# US or Australia



## Samudrala (Dec 31, 2011)

Hello Mates,

I would like to know , whether US or Australia is good in terms of the IT industry Jobs , Cost of living and over all in terms of settling down.

I am from india and currently working in USA on H1B and even i holds a Permanent residency of Australia , recently i got a job offer for permanent position in Sydney , I am confused whether to go ahead with the job in USA or shift to Sydney. In terms of Pay at both the places I will be getting around same pay in terms of indian currency.

Request people out there in the forum to express their views and suggestions which can help me in taking the decision.

Thanks,
Samudra


----------



## Abudhakir (Dec 2, 2014)

Hi samudra, 

I am Abu frm India, I am having 6+ years of IT experience in India. I wolud like to apply for Australian PR and want to move australia to settle down. Coukd you please help me to search jobs and what are all the proceduees to apply PR.

DATA SHOWN:
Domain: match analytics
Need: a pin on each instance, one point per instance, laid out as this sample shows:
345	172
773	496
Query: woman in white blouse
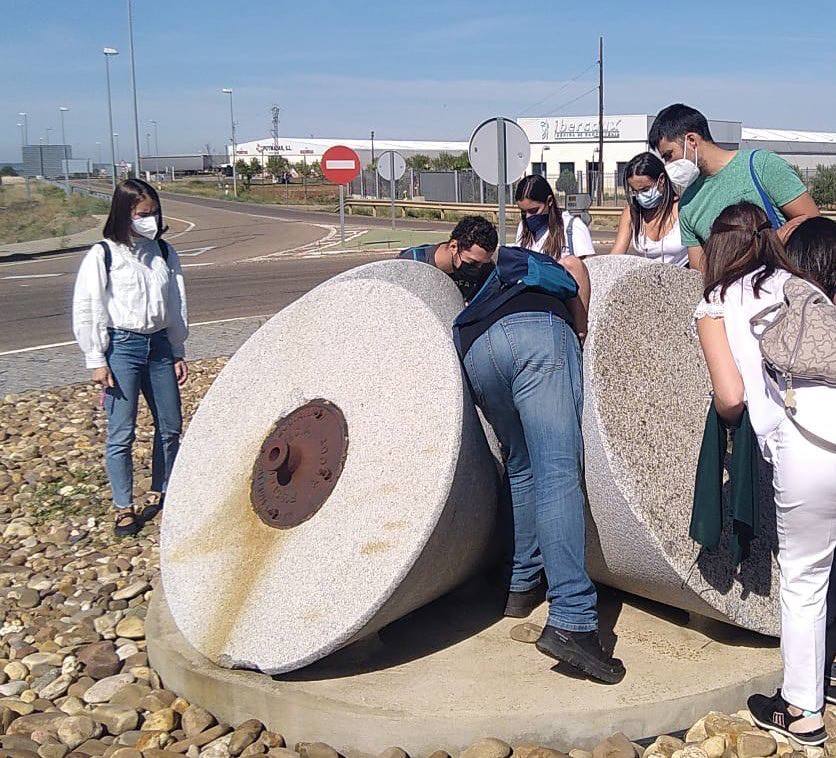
543	228
650	221
131	323
746	269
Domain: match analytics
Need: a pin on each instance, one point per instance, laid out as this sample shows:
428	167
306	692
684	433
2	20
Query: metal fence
434	186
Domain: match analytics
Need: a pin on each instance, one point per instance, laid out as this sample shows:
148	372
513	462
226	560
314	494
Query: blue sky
429	69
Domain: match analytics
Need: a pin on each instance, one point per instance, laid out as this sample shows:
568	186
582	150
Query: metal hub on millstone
299	464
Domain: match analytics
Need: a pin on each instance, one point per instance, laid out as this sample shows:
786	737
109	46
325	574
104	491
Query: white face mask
649	198
146	226
683	172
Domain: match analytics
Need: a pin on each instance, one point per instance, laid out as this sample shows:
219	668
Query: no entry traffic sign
340	164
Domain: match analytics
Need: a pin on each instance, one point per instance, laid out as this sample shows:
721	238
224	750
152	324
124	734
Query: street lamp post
108	52
228	91
137	167
25	127
61	111
156	148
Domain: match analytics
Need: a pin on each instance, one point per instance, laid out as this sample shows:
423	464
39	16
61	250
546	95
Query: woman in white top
746	268
650	221
543	227
131	323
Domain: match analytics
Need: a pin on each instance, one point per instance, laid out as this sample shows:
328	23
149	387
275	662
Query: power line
568	84
575	99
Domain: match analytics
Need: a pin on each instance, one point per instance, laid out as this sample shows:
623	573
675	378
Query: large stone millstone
646	397
334	478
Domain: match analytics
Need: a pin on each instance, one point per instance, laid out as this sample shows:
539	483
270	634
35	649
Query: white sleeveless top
669	249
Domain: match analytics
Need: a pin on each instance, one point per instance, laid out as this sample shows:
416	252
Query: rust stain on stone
371	548
246	542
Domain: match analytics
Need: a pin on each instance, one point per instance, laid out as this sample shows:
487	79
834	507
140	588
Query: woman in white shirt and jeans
650	221
746	269
543	228
130	321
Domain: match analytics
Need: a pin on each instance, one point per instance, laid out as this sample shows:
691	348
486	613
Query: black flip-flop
127	524
149	511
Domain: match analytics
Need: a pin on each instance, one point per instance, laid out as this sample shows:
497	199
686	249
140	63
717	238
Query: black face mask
468	277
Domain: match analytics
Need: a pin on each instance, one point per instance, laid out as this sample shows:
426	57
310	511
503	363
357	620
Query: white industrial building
570	143
298	149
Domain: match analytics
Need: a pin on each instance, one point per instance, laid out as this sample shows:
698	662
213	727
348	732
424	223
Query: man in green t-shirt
711	178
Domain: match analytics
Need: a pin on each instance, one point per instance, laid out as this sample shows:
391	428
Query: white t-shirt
145	294
816	402
669	249
581	237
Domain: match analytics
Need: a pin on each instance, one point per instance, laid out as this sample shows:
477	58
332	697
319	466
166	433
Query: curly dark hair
812	248
475	230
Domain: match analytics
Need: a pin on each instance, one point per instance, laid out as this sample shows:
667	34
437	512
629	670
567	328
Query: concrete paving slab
450	673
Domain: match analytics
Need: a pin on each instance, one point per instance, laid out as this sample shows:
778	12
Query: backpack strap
768	205
570	246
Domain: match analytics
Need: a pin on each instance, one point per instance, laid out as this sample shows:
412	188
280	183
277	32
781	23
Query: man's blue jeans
527	376
140	363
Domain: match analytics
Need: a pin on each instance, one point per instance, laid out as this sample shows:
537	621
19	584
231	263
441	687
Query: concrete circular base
450	673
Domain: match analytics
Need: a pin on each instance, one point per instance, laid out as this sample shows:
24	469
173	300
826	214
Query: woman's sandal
127	524
151	510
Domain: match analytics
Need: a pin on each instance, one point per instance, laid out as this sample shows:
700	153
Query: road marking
30	276
193	252
197	323
191	225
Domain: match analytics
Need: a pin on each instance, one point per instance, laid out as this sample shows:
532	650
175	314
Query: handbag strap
768	205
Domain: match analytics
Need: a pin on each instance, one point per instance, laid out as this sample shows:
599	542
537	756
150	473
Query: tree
567	182
277	165
303	168
418	162
247	171
823	186
450	162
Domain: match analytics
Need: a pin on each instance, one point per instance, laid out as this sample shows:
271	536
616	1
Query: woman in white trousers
746	268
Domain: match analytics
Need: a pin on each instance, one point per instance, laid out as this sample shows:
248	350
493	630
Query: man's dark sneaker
519	605
583	651
774	713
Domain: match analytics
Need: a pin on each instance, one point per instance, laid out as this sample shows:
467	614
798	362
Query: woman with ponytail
745	271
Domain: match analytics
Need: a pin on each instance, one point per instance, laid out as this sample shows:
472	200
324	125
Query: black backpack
163	246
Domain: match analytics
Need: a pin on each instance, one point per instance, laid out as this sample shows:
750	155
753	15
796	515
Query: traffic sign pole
503	176
342	214
340	165
392	185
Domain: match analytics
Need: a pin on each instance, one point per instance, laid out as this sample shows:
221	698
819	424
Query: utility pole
137	167
228	91
600	197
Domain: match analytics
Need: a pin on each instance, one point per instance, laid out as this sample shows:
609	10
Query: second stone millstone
335	477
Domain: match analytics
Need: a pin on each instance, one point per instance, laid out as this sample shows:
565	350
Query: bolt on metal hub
299	464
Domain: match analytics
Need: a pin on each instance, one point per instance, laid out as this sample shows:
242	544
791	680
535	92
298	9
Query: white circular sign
384	165
484	151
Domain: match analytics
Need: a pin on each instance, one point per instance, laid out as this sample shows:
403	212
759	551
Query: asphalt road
240	259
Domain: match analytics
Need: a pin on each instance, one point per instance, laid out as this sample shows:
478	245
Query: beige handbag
799	341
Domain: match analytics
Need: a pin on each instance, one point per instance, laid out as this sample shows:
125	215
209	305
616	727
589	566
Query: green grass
386	239
48	213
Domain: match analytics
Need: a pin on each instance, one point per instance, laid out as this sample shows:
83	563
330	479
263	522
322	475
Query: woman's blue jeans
527	375
140	363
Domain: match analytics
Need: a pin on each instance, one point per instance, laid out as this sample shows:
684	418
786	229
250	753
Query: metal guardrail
443	209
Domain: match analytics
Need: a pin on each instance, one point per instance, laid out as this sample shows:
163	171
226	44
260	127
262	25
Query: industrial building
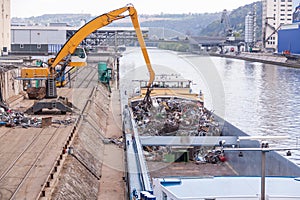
288	35
5	27
288	39
275	14
47	40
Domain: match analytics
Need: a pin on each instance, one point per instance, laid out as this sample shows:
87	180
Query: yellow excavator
63	58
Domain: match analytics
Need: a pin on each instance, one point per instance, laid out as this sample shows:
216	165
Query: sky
28	8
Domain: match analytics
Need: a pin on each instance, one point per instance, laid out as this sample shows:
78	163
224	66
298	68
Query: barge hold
180	138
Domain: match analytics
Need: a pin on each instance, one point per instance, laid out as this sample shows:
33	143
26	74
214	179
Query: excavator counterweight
63	58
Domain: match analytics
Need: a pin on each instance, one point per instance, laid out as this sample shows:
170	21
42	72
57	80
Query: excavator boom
98	22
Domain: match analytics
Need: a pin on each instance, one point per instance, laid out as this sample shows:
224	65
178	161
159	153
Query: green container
169	158
102	66
102	72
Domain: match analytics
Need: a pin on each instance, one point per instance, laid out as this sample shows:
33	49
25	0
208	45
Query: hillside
192	24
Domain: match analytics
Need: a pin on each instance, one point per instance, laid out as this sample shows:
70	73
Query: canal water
260	99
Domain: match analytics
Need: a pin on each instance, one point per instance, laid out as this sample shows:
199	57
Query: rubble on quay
11	118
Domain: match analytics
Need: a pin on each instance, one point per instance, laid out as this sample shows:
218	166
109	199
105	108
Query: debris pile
10	118
176	117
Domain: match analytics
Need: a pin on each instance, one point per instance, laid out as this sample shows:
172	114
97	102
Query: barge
174	137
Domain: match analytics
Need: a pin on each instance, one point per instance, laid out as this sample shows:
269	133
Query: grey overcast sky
28	8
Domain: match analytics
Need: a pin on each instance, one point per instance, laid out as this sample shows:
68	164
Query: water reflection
260	99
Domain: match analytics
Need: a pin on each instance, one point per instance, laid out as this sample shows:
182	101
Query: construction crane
63	58
228	29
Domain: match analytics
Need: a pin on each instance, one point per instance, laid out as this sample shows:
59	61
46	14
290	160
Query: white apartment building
275	13
4	27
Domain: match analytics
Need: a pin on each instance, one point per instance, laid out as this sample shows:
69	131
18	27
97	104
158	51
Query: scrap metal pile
174	117
10	118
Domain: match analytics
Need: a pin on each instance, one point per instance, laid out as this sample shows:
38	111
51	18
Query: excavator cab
78	58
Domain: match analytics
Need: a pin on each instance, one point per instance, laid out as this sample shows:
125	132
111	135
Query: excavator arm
98	22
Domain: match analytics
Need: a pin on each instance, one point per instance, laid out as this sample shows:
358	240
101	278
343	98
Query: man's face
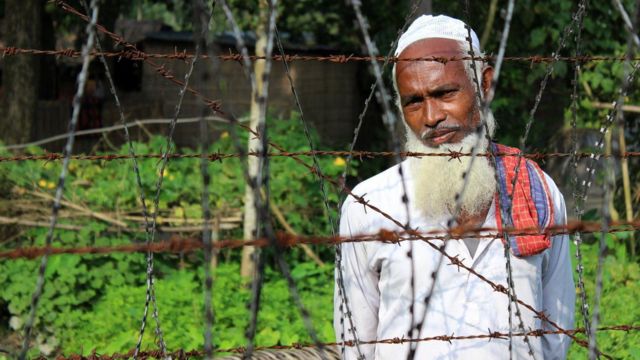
438	100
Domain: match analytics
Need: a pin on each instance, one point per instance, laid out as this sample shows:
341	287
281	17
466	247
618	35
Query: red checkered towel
532	206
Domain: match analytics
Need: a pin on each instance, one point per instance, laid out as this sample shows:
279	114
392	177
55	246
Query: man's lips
439	136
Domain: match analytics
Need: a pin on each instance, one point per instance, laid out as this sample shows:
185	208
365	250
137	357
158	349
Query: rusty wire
138	55
489	335
214	104
77	104
181	244
219	156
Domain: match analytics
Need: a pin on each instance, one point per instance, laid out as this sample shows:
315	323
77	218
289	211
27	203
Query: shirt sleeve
361	295
557	284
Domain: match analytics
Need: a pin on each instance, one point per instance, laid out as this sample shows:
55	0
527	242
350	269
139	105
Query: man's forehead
436	47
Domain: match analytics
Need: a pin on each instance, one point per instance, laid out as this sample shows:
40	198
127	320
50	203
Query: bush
96	302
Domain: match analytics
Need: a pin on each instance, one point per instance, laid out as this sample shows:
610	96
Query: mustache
441	130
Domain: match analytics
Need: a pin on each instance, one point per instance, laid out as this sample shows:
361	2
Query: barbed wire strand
107	129
609	180
263	206
163	164
256	285
490	335
113	91
372	89
460	195
361	155
202	17
377	82
344	305
578	206
282	263
133	51
506	208
137	55
390	121
261	182
180	244
602	248
77	104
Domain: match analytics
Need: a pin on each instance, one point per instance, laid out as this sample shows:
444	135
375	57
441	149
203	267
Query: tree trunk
250	212
20	73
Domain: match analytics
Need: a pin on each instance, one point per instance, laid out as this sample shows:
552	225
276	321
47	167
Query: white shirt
378	284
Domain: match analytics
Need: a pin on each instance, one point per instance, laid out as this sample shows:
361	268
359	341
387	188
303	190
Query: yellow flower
339	161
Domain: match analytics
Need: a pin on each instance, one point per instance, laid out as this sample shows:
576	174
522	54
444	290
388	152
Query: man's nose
433	113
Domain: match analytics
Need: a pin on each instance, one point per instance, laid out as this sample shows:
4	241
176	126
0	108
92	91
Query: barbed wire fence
266	236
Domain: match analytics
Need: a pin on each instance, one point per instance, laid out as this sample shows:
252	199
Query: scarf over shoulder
532	206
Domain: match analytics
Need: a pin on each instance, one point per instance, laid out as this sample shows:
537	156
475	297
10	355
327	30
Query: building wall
329	92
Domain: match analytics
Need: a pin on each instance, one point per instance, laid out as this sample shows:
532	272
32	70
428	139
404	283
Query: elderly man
387	286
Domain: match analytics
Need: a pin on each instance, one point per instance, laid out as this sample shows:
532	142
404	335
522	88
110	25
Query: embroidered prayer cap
440	26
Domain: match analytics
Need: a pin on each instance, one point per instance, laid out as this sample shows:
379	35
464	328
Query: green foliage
77	308
180	301
621	279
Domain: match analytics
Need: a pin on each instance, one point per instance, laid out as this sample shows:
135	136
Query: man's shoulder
382	189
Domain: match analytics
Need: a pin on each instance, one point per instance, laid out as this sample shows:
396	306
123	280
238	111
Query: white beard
437	180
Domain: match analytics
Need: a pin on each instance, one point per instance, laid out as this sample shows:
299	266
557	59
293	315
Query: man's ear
487	80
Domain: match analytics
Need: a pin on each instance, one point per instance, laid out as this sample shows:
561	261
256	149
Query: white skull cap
440	26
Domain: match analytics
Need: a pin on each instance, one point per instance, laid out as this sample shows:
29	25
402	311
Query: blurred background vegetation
95	302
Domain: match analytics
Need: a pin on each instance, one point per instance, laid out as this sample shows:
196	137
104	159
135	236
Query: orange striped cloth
530	204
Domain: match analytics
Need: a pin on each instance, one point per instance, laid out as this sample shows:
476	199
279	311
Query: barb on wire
77	104
215	105
578	210
107	129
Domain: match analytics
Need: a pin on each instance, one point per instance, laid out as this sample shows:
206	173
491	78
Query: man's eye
447	93
412	101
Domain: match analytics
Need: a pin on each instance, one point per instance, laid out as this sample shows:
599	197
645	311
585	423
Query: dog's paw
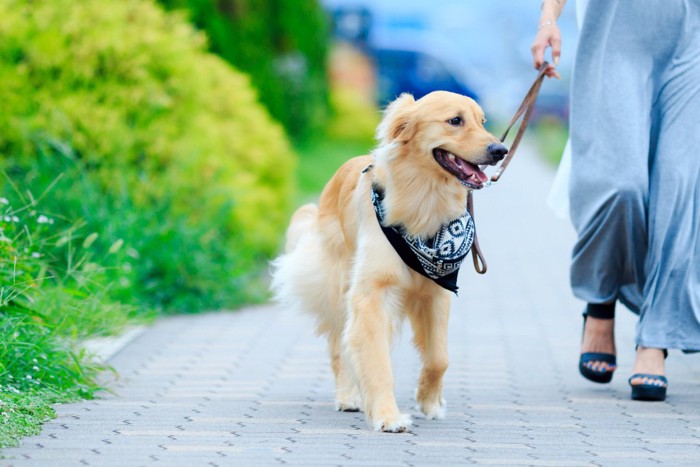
397	424
347	406
433	411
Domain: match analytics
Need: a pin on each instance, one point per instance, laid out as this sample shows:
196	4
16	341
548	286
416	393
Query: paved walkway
254	387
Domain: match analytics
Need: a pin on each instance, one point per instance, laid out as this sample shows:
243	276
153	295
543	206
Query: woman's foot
598	351
648	381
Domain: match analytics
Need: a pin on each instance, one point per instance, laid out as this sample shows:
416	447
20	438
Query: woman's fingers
548	36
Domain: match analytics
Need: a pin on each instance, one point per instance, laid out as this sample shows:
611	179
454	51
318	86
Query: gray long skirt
635	182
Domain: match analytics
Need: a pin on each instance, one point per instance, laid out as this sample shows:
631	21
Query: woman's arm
548	35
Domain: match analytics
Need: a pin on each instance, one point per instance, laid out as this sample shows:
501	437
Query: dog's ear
398	123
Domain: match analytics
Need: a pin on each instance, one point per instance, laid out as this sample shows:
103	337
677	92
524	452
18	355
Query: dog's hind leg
347	393
368	337
429	319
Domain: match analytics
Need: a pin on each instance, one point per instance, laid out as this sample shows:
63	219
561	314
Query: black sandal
585	366
654	389
587	359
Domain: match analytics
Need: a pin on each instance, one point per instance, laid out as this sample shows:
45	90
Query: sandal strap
647	376
598	357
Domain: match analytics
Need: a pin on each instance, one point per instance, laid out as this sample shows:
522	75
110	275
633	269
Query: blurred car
414	71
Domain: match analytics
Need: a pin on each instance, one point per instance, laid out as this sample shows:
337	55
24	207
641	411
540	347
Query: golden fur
339	266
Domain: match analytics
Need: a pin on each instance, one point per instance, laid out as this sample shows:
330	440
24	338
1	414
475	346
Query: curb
104	348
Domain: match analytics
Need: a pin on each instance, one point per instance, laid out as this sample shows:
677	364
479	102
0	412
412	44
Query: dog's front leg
429	319
368	340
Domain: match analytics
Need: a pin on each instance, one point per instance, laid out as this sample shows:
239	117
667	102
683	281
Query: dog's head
443	135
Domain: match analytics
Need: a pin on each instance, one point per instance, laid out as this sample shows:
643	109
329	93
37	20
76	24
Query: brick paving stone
254	387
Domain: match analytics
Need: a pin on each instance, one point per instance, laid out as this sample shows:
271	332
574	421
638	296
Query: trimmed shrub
164	151
282	44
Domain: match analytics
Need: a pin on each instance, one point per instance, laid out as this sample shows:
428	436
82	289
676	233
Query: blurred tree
282	44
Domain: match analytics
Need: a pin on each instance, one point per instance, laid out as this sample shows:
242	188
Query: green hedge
282	44
164	153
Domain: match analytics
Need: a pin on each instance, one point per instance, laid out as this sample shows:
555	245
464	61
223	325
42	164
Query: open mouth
468	174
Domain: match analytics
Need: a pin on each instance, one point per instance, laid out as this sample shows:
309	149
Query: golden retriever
339	265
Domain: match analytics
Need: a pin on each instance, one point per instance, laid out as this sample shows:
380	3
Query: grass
51	299
320	158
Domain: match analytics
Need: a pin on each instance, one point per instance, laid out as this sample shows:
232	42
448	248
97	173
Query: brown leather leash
525	110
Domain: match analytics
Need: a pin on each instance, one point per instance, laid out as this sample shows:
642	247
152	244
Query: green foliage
166	155
44	308
348	133
282	44
22	414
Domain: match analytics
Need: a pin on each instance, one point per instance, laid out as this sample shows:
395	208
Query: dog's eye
456	121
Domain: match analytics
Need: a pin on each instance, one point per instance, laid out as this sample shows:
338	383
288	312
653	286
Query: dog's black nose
497	151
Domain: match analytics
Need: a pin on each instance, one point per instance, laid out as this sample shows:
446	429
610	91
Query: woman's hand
548	35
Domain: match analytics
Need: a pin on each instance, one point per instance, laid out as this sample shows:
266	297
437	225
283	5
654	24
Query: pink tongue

SET PROBLEM: Carry on the forum thread about choosing between the US and Australia, starting right after its final sentence. The items were taken from a separate source.

ANSWER TO THE EXERCISE:
Thanks


----------



## Simply (Aug 21, 2014)

With IT it depends on your field and location.

You really have to consider the area in USA with cost of living in that area VS your salary. If you were in Silicon Valley, San Jose, CA cost of rent alone is about 2,000$ for a 1 bedroom apartment. If you are in the middle of nowhere rent could be as low as $500/mo. Where exactly do you want to work in the USA. 

Sydney is comparable to Canberra ( I am here now) and the cost of living is similar to the Bay Area, Cali. Here I can make around $60k, in Cali $45k. The cost of living is higher in Australia but community is better. I'd go with Australia in my case.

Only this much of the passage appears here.